### Objective
Identify and copy every line of the material that contains the word "dress", and treat case as significant.

[Collected data]
----
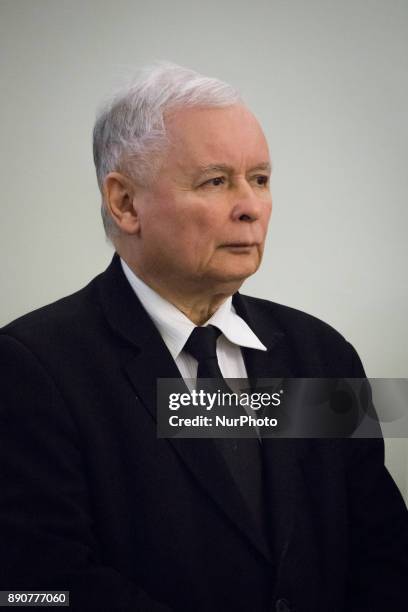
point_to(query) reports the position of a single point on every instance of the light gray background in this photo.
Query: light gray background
(328, 81)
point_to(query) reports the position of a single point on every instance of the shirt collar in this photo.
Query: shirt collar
(175, 328)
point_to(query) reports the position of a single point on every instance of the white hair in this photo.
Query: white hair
(129, 133)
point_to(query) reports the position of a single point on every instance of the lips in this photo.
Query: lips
(240, 244)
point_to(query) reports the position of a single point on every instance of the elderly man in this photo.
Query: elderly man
(92, 501)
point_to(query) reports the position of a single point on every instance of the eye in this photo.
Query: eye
(214, 182)
(262, 179)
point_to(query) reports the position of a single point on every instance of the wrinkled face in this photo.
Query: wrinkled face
(204, 222)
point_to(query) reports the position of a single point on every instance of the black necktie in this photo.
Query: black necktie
(241, 455)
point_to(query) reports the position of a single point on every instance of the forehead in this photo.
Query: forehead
(203, 136)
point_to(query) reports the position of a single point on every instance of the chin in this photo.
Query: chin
(234, 274)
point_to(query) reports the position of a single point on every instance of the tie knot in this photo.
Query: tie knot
(202, 343)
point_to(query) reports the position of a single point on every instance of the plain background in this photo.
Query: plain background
(328, 81)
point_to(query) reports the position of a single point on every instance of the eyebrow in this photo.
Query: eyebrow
(265, 166)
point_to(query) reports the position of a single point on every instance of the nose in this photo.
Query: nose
(248, 205)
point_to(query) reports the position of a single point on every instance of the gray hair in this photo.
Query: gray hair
(129, 133)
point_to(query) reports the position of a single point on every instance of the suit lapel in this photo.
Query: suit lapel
(146, 361)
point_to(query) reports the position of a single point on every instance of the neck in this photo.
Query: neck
(197, 303)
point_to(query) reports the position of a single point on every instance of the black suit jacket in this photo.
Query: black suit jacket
(93, 502)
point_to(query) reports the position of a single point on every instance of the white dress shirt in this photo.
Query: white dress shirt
(175, 329)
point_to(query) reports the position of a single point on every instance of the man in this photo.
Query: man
(92, 501)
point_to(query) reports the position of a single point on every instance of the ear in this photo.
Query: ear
(119, 193)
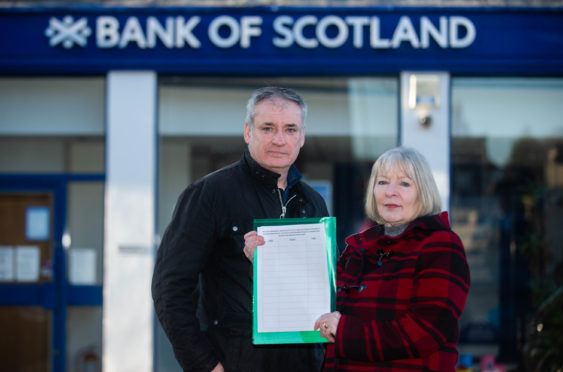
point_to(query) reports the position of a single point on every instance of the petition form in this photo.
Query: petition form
(293, 282)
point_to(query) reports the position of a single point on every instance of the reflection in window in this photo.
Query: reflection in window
(507, 206)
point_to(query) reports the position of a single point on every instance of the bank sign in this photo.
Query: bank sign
(276, 40)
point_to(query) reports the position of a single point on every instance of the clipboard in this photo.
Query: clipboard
(325, 251)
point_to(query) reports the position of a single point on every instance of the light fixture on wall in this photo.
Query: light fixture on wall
(424, 96)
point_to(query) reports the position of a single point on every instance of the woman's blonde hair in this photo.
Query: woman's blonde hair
(415, 166)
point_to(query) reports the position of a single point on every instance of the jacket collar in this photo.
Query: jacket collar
(267, 177)
(430, 223)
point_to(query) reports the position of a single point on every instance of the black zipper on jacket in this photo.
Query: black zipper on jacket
(284, 206)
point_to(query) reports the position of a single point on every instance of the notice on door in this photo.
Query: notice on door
(27, 263)
(7, 263)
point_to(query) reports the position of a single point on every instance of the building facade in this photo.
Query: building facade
(109, 111)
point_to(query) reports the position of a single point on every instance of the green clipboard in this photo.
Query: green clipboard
(306, 336)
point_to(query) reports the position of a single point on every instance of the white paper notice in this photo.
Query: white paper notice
(27, 263)
(7, 263)
(293, 287)
(82, 266)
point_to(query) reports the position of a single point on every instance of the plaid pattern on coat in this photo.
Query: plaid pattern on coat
(400, 299)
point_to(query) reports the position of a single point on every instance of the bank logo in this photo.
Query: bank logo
(68, 32)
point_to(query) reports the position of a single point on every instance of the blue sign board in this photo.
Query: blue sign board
(281, 40)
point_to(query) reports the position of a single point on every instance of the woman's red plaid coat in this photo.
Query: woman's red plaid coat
(400, 299)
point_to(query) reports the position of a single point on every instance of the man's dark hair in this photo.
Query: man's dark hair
(273, 92)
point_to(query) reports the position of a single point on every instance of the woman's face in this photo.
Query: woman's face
(396, 197)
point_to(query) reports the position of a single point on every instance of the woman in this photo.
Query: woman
(402, 284)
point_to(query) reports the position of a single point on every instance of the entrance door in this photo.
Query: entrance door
(26, 281)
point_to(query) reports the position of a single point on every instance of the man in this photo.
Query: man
(205, 242)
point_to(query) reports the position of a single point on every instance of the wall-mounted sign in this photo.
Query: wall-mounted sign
(281, 40)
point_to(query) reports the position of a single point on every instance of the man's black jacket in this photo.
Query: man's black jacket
(205, 237)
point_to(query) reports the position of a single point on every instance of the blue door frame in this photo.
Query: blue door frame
(58, 294)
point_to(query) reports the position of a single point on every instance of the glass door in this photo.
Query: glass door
(26, 280)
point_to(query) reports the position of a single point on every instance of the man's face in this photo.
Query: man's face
(277, 135)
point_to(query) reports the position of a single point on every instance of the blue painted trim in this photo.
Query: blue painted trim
(28, 295)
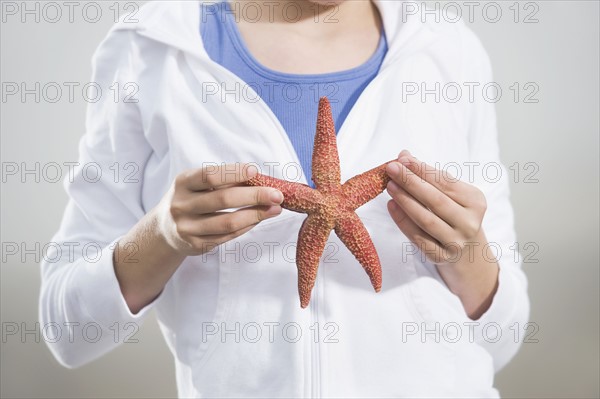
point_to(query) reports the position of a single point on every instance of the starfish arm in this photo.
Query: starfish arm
(312, 238)
(296, 196)
(364, 187)
(325, 161)
(353, 233)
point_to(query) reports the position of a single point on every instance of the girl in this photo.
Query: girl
(225, 87)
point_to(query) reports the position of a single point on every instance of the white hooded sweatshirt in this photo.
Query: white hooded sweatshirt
(232, 317)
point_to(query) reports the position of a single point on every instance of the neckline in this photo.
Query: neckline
(367, 67)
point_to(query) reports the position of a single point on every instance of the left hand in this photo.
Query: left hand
(439, 213)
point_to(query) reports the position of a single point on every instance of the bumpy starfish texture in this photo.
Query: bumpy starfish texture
(331, 206)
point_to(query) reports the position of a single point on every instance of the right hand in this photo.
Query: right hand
(190, 215)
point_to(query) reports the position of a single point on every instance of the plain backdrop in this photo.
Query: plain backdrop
(553, 143)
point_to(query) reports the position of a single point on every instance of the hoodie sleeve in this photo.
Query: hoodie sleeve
(81, 302)
(510, 307)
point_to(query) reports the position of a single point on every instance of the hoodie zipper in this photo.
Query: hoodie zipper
(315, 342)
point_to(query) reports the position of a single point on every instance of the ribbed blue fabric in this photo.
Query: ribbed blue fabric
(293, 98)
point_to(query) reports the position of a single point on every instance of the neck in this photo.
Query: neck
(328, 18)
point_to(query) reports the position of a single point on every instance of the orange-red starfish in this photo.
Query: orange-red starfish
(331, 206)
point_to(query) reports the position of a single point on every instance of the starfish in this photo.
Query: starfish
(331, 206)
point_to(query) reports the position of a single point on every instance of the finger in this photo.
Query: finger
(423, 217)
(211, 177)
(442, 180)
(426, 193)
(229, 222)
(424, 242)
(233, 197)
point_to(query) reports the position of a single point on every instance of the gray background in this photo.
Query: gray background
(559, 213)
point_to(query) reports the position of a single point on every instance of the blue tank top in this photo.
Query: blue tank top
(293, 98)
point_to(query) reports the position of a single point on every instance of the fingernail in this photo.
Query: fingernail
(273, 211)
(405, 161)
(393, 168)
(392, 186)
(276, 196)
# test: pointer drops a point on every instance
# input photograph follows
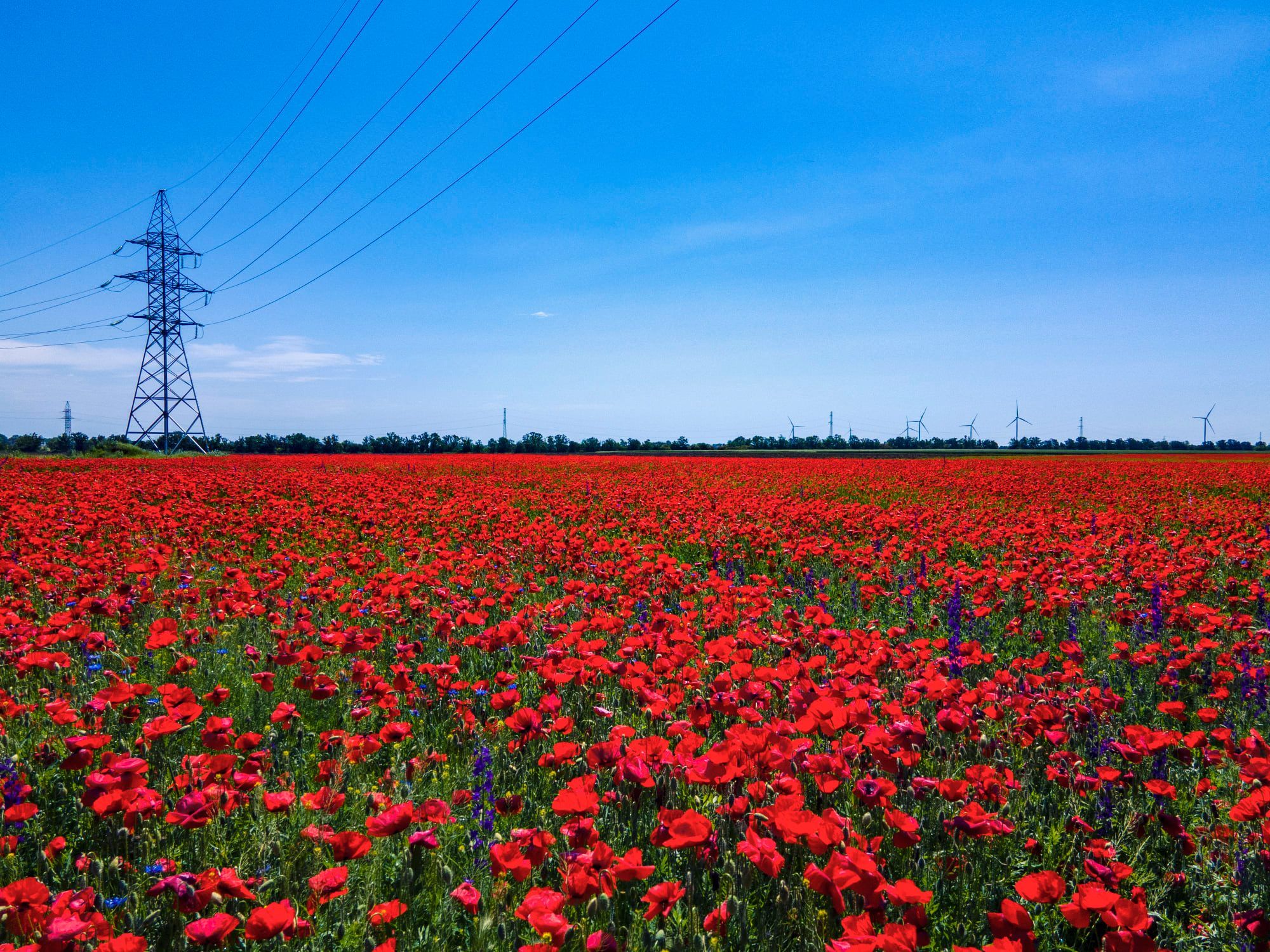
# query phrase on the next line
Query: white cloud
(293, 357)
(17, 356)
(1182, 63)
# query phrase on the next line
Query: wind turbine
(1207, 425)
(1017, 422)
(971, 427)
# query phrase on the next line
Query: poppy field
(636, 704)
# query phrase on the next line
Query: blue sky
(758, 211)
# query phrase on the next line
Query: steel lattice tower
(166, 407)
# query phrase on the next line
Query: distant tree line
(274, 445)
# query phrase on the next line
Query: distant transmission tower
(164, 407)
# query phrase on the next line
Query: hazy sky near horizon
(758, 211)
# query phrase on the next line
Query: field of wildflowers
(612, 704)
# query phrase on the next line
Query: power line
(412, 168)
(45, 301)
(368, 158)
(36, 285)
(276, 116)
(50, 308)
(69, 343)
(95, 323)
(469, 172)
(294, 119)
(360, 130)
(195, 175)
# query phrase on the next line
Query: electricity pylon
(166, 407)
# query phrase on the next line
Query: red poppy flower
(213, 931)
(468, 897)
(1046, 887)
(662, 898)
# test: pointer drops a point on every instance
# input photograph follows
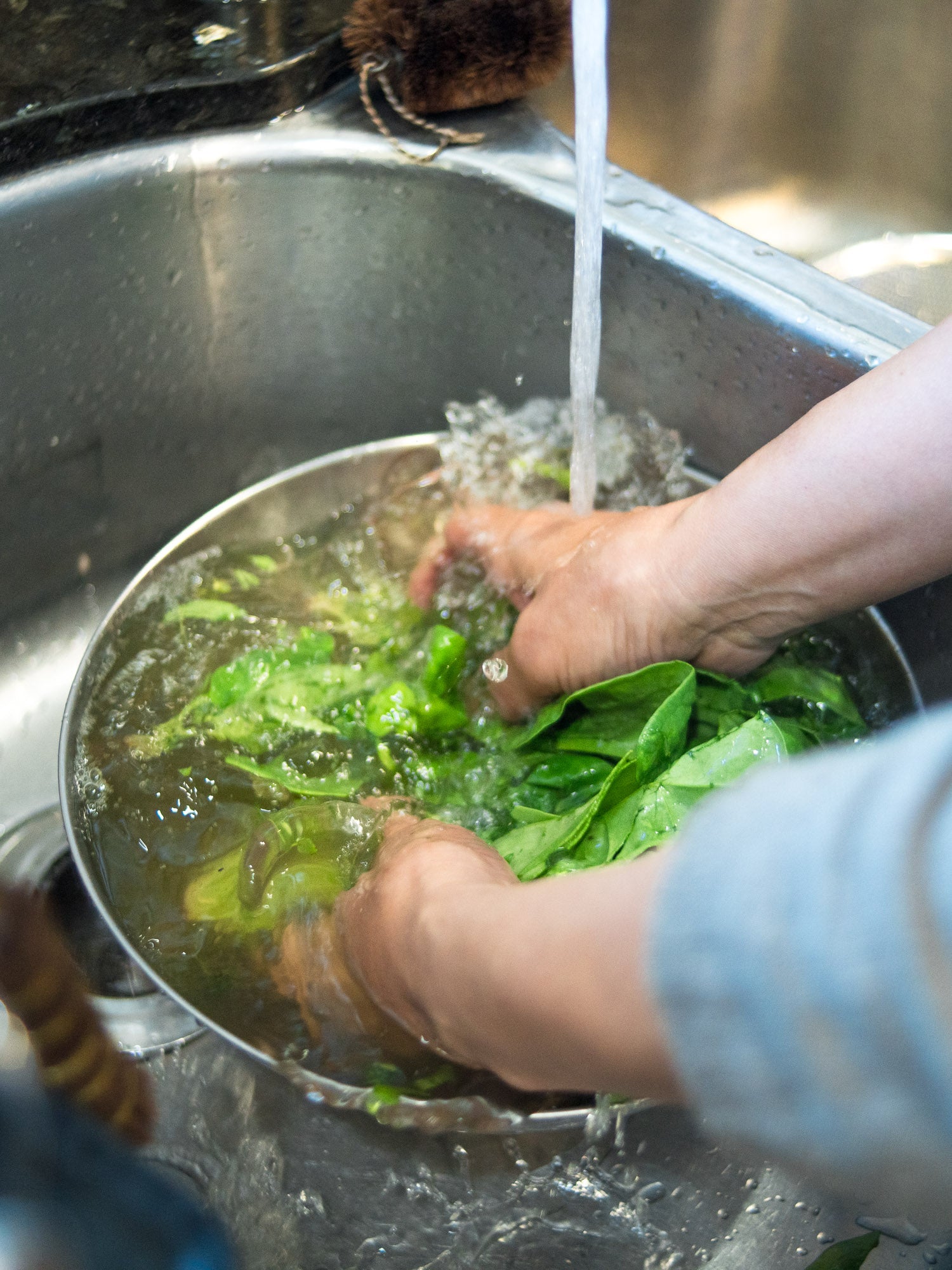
----
### Solution for this problem
point_to(query) reports the position of a single point on every instance of the white dress shirt in this photo.
Query: white dress shirt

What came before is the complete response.